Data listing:
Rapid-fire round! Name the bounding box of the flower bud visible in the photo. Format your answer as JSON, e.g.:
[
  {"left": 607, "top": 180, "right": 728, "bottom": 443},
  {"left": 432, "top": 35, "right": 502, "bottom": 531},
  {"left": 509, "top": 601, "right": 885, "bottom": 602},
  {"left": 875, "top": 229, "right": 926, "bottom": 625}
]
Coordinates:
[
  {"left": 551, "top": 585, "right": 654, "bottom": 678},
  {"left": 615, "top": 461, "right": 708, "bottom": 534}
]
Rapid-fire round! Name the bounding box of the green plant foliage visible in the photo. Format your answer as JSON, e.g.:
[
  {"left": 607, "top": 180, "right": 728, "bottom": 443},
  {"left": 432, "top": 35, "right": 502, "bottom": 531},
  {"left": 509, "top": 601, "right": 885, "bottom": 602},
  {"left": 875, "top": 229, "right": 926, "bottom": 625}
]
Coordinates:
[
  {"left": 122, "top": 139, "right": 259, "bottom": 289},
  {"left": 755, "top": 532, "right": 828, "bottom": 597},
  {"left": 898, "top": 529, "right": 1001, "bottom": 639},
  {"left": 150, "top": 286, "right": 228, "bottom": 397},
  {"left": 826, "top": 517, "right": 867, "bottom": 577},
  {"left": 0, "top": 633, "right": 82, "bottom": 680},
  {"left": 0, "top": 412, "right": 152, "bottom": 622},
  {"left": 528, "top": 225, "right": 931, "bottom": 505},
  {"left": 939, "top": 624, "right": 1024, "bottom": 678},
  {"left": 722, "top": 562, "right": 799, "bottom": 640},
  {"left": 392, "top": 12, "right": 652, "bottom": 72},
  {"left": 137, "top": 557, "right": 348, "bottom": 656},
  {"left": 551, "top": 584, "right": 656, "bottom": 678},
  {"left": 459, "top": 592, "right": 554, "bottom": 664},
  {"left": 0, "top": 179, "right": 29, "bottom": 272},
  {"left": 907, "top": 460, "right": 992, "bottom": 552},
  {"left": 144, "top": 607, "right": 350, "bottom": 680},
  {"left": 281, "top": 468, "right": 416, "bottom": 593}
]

_SET TASK_
Print all of the records above again, line for line and without any changes.

_RESULT OF THE EXERCISE_
Rapid-fire round! Name the bounding box of the flower bud visible in the photo. Format your answer as JSON, e.g.:
[
  {"left": 607, "top": 180, "right": 728, "bottom": 443},
  {"left": 432, "top": 35, "right": 502, "bottom": 531},
  {"left": 509, "top": 601, "right": 885, "bottom": 602},
  {"left": 875, "top": 229, "right": 926, "bottom": 625}
]
Coordinates:
[
  {"left": 551, "top": 585, "right": 654, "bottom": 678},
  {"left": 615, "top": 461, "right": 708, "bottom": 534}
]
Rapid-fire round! Name the bounding box of the green plant foliage visible in the photo. Format your answer as JSON, e.g.:
[
  {"left": 607, "top": 180, "right": 728, "bottom": 443},
  {"left": 432, "top": 35, "right": 502, "bottom": 531},
  {"left": 509, "top": 601, "right": 885, "bottom": 602},
  {"left": 875, "top": 229, "right": 926, "bottom": 625}
]
Coordinates:
[
  {"left": 122, "top": 139, "right": 259, "bottom": 289},
  {"left": 755, "top": 532, "right": 828, "bottom": 597},
  {"left": 898, "top": 529, "right": 1001, "bottom": 639},
  {"left": 150, "top": 286, "right": 228, "bottom": 397},
  {"left": 826, "top": 517, "right": 867, "bottom": 577},
  {"left": 0, "top": 633, "right": 82, "bottom": 680},
  {"left": 0, "top": 412, "right": 152, "bottom": 622},
  {"left": 528, "top": 225, "right": 931, "bottom": 505},
  {"left": 939, "top": 624, "right": 1024, "bottom": 678},
  {"left": 722, "top": 562, "right": 799, "bottom": 640},
  {"left": 392, "top": 12, "right": 652, "bottom": 72},
  {"left": 137, "top": 557, "right": 348, "bottom": 656},
  {"left": 551, "top": 584, "right": 656, "bottom": 678},
  {"left": 459, "top": 592, "right": 554, "bottom": 664},
  {"left": 0, "top": 179, "right": 29, "bottom": 272},
  {"left": 907, "top": 460, "right": 992, "bottom": 552},
  {"left": 144, "top": 607, "right": 350, "bottom": 680},
  {"left": 281, "top": 468, "right": 416, "bottom": 593}
]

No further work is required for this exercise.